[Required actions]:
1. In the nurikabe page, whose thesis is cited as showing that nurikabe is NP-complete?
2. Reproduce the passage of the nurikabe page from "Nurikabe is a" up to and including "program to write!".
3. Carry on writing the nurikabe page from the point where it stops.

[Page text]:
Nurikabe

Generating and Auto-solving

Nurikabe is a logic puzzle I came across in a puzzle magazine I got for Christmas (thanks Mom P!). They're a lot of fun. See here for a description/tutorial, and here for an explanation of this interesting Japanese word.

Since there were only five puzzles in the magazine, I started thinking about how a computer program could generate nurikabe puzzles. It shouldn't be hard to generate nurikabe "mazes" that satisfy the game constraints. However, like most logic puzzles, it seems like the hard part of generating nurikabe is guaranteeing that the ones you produce are solvable. For that, the only way I know is to try to solve them, whether manually or by writing an auto-solver. So below is a draft of some rules for an automatic nurikabe solver to follow. This would be a fun program to write!

According to Brandon McPhail's thesis, nurikabe is NP-complete. What does this imply for writing an auto-solver? That for sufficiently large puzzles, if we wanted to do an exhaustive search for solutions, it would take much longer than we can afford to wait.¹ (Or else we make computer science history by solving an NP-hard problem in polynomial time.) Does this mean that writing a nurikabe solver, and possibly generator, is a lost cause? Theoretically, perhaps, but practically, I don't think so. When I solve a nurikabe puzzle by hand, it doesn't take me exponential time. I don't go six levels deep into hypotheses in order to find out what square to color black or white next. Usually there are deterministic ways to move forward, i.e. you can eliminate possibilities without much searching through potential moves. (Of course, this may be because the puzzles I try to solve are those invented and tested by humans to be not-too-hard for humans.) My hope is that using mostly deterministic methods, an auto-solver can either solve the puzzle in a reasonable amount of time, or give up. A non-exhaustive solver won't be able to prove in every case whether there is exactly one solution to a puzzle, but maybe in most cases, or many cases, it can do a good enough job by doing this reduced task: showing that there is exactly one solution reachable by a fairly thorough application of a set of mostly-deterministic methods typical of what a human is likely to be able to use. I.e. showing that the puzzle is not too hard, which is really in some ways better for what I want (making puzzles for humans) than showing that the puzzle is has exactly one solution.

[Supplied material]:
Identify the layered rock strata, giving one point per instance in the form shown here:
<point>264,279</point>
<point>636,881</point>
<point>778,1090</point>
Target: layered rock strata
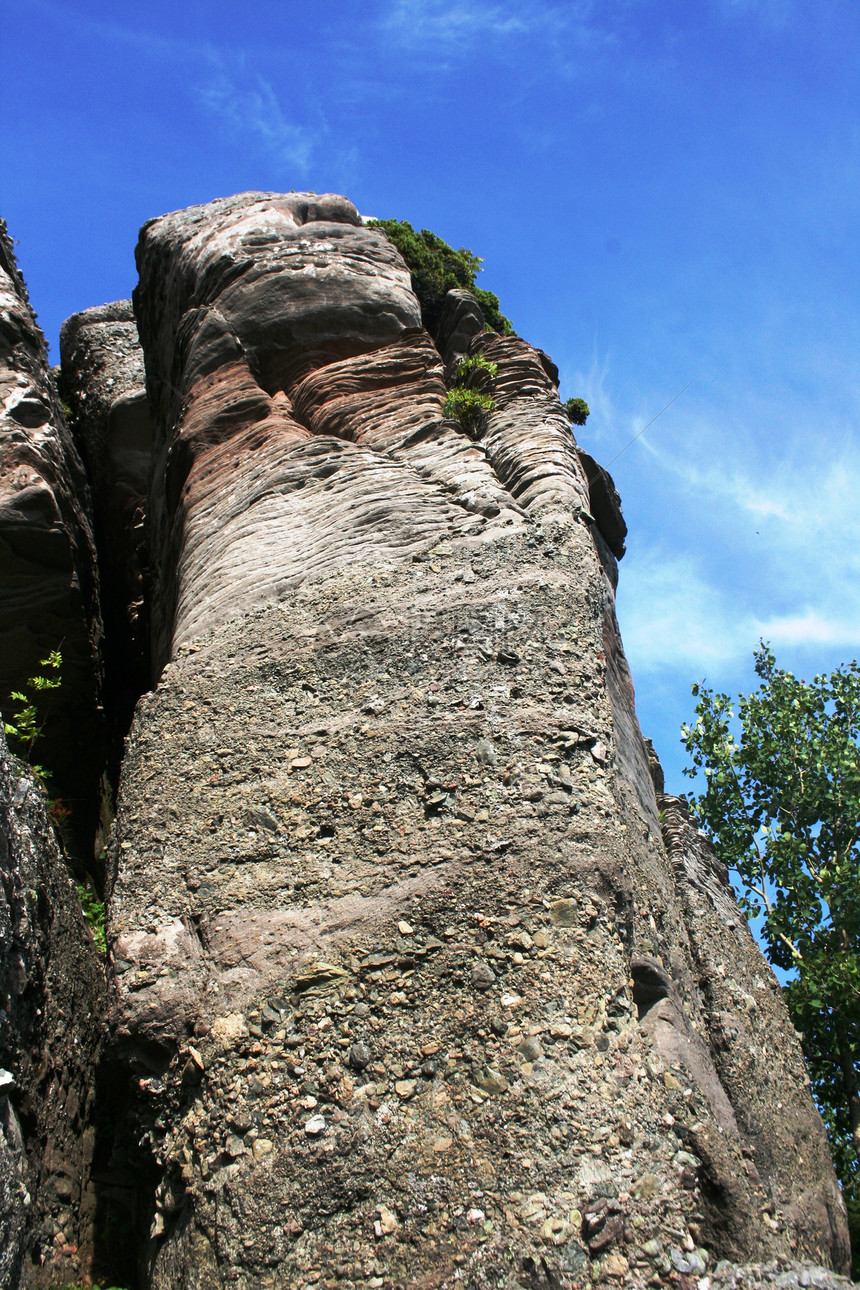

[Task-by-task outputs]:
1. Brandon McPhail's thesis.

2.
Nurikabe is a logic puzzle I came across in a puzzle magazine I got for Christmas (thanks Mom P!). They're a lot of fun. See here for a description/tutorial, and here for an explanation of this interesting Japanese word.

Since there were only five puzzles in the magazine, I started thinking about how a computer program could generate nurikabe puzzles. It shouldn't be hard to generate nurikabe "mazes" that satisfy the game constraints. However, like most logic puzzles, it seems like the hard part of generating nurikabe is guaranteeing that the ones you produce are solvable. For that, the only way I know is to try to solve them, whether manually or by writing an auto-solver. So below is a draft of some rules for an automatic nurikabe solver to follow. This would be a fun program to write!

3.
One question that arises about the generate-and-auto-solve approach is, how efficient will this be? What proportion of well-formed nurikabe puzzles are solvable? Will I have to generate 100,000 puzzles to find one good one? I have no idea what the answer is. If the proportion of good ones is small, would generation heuristics help much? E.g. if the islands are kept fairly narrow, will that help? One could look at a collection of human-designed nurikabe puzzles and try to come up with heuristics.

Maybe an approach from a different direction would yield better results. Instead of (1) generate a random, well-formed nurikabe puzzle and then (2) check how solvable it is, maybe it would be possible to generate a solvable puzzle from the beginning, something like this: start with a blank puzzle, and keep adding clues until it becomes solvable by deterministic methods. I'm not sure of the details of how this would work.

Nurikabe software

There is a free nurikabe-player program for download here (slow connection). It has some predefined puzzles and lets you solve them (assisted by some convenient "smarts"), save progress, and create your own puzzles manually. There is another freeware nurikabe program for Palm here. I haven't played it, but it seems to do the same thing. Neither offers an auto-solver or a puzzle generator. Online nurikabe puzzles can be found here.

Nurikabe constraints

A nurikabe puzzle must conform to these laws:

A) The black (a.k.a. "water") areas must form one connected region ("wall").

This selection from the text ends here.